[[ Records to use open ]]

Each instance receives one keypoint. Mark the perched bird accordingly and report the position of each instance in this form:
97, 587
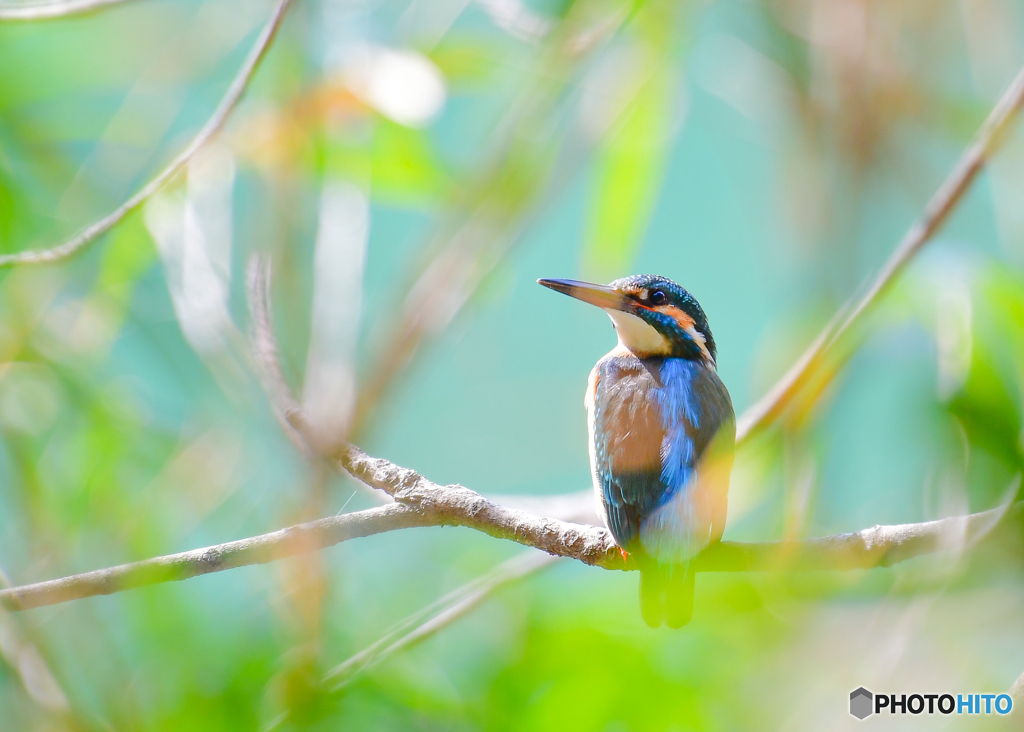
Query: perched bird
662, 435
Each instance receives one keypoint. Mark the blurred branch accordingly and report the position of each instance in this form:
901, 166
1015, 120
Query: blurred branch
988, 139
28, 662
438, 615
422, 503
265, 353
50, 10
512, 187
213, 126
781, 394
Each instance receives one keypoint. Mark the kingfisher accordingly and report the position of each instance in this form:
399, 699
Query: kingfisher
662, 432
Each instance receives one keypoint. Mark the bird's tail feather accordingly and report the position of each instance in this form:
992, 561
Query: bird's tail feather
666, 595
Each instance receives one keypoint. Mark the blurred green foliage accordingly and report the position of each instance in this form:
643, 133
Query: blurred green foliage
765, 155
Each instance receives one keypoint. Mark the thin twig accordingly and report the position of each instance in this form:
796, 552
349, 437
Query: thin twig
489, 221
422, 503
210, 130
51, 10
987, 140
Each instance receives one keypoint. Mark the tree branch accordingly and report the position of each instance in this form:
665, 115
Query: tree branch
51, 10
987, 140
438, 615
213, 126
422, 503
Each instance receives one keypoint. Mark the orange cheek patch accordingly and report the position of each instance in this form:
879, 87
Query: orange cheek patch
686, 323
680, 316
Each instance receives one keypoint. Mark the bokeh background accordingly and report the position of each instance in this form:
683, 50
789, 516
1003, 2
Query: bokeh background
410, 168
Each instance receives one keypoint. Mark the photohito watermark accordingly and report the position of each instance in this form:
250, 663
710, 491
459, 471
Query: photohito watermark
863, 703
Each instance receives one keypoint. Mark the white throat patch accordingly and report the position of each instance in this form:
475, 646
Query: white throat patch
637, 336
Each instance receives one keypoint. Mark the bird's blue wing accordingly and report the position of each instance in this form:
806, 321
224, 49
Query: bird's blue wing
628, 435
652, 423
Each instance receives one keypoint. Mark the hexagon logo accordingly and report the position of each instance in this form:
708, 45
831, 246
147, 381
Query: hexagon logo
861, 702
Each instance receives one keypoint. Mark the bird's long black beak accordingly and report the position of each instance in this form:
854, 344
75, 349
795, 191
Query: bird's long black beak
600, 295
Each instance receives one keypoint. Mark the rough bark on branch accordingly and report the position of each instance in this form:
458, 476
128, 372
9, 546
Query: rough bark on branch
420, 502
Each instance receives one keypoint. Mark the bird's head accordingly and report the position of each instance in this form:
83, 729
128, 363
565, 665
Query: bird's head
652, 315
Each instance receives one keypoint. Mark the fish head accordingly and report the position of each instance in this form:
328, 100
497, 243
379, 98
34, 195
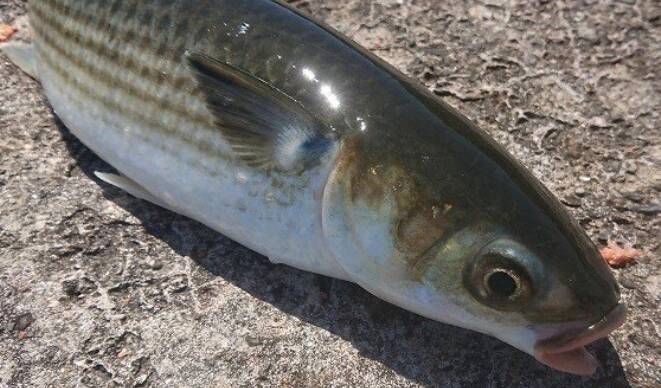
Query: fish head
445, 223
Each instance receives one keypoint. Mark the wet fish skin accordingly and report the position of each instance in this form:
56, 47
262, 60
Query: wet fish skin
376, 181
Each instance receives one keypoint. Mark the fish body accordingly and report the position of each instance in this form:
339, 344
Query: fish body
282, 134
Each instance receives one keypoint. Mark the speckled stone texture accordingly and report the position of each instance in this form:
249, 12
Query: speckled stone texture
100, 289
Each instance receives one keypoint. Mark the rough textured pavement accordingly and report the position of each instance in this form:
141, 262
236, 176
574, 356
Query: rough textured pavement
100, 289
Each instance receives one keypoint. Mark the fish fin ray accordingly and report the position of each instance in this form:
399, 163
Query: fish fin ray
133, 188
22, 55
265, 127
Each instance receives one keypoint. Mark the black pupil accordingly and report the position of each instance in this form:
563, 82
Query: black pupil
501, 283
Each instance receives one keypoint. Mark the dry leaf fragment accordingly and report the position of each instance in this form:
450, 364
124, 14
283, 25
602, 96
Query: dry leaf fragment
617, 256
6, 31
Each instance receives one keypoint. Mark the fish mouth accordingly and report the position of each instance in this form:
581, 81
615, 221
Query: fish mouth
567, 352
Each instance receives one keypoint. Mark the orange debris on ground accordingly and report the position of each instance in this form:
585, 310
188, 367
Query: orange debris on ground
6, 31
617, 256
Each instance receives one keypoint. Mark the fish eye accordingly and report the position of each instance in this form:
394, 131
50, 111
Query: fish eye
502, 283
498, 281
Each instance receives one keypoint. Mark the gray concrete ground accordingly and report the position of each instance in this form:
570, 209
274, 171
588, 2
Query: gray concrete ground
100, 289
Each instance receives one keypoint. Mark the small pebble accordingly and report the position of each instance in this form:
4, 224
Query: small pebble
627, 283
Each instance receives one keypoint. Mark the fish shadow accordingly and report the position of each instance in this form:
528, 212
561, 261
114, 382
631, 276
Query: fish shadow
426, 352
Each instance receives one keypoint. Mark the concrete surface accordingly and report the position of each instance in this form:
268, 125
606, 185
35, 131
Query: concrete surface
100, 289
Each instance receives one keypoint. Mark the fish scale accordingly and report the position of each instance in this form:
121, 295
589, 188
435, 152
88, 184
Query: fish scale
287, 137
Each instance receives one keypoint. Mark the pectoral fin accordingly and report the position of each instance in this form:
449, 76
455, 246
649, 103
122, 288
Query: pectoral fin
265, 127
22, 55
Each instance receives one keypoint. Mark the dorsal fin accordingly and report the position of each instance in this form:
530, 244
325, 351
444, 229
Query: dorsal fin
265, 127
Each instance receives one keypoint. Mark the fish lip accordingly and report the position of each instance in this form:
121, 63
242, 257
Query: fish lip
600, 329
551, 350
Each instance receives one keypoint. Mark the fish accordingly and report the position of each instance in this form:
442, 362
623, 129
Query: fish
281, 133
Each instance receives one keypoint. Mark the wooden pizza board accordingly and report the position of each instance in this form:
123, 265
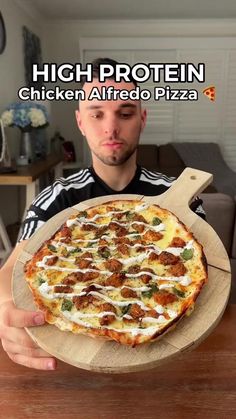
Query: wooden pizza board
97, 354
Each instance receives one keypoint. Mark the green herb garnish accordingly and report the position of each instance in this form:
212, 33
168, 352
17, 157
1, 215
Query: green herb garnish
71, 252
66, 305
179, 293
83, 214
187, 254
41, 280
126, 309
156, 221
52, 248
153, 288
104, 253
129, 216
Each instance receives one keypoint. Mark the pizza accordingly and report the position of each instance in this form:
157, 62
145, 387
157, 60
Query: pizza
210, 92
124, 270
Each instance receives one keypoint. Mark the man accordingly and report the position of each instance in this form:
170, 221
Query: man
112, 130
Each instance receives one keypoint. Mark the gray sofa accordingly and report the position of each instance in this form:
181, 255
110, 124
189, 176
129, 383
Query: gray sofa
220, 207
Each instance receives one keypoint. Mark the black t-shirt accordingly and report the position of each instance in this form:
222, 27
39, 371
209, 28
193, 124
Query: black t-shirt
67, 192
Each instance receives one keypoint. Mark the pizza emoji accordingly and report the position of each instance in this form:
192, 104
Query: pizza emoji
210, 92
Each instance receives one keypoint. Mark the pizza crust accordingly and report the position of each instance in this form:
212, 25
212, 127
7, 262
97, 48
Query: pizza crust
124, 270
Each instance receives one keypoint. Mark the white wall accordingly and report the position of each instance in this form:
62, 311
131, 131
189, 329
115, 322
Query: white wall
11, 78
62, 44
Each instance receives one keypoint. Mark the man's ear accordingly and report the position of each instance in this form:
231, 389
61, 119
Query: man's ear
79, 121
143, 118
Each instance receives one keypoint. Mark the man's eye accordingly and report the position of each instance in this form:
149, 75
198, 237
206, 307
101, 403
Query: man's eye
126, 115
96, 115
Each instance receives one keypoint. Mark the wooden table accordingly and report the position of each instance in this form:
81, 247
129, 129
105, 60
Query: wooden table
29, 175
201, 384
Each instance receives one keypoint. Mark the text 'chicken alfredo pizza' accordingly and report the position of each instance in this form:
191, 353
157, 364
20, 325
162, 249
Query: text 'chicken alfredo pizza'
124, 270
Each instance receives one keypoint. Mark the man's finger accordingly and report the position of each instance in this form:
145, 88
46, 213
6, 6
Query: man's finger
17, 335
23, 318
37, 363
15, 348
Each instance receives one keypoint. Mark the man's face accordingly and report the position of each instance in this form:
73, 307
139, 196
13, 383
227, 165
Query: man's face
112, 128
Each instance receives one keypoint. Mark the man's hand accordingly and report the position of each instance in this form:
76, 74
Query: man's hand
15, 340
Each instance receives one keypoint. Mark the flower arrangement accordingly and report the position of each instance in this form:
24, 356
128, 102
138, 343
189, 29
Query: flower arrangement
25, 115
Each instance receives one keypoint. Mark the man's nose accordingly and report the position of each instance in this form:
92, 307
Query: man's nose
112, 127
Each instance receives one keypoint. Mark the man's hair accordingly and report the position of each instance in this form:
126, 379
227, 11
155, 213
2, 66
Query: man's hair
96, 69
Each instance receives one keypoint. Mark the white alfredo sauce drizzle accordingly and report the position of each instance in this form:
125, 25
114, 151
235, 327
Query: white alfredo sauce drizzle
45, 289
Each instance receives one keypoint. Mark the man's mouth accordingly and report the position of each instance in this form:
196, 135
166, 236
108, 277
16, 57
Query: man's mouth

[[ Records to use closed ]]

Task requirements:
Nothing but the lines above from the one containing "Each instance receives one keypoint. Mark the blurred green" through the one containing "Each instance receives one keypoint. Mark the hexagon" should appear in the answer, each repeated exactly.

Answer section:
Each instance receives one keypoint. Mark the blurred green foliage accordingly and report the position of each instance in this form:
643, 133
Query: blurred green foliage
765, 155
Each instance receives one keypoint. Mark the thin twig accordingly and report the position of each instance in this form:
796, 552
349, 437
Query: thin twig
489, 221
422, 503
210, 130
51, 10
987, 140
Each instance receives one keypoint. Mark the tree branch accordingly and report the position of each instance in this form:
665, 115
Query: tree branch
51, 10
987, 140
438, 615
213, 126
422, 503
Each instance receives one keypoint. Mark the orange cheek patch accordingly and report the position of each instance in this form:
879, 87
Query: orange cheek patch
686, 323
680, 316
Each instance receives one keypoint. Mark the bokeh background accordingly and report the position of each instance in this form:
683, 50
789, 516
1003, 2
Query: bokeh background
410, 168
Each instance receives one keypoint. Mark the photohito watermark accordingly and report the position of each instance in this form:
250, 663
710, 491
459, 471
Query: photohito watermark
863, 703
Each instance receives one keypoint. Mark the white throat patch accordingly and report the position of each instance in this form:
475, 646
Query: white throat patch
637, 336
Each instance receives one keypoint. Mark the bird's blue wing accordingly and report the position of each instance in this form:
806, 321
224, 49
Query: bird's blue wing
628, 435
652, 423
Each instance receives one keypoint. Mark the hexagon logo accordingly and report the position of each instance in this form:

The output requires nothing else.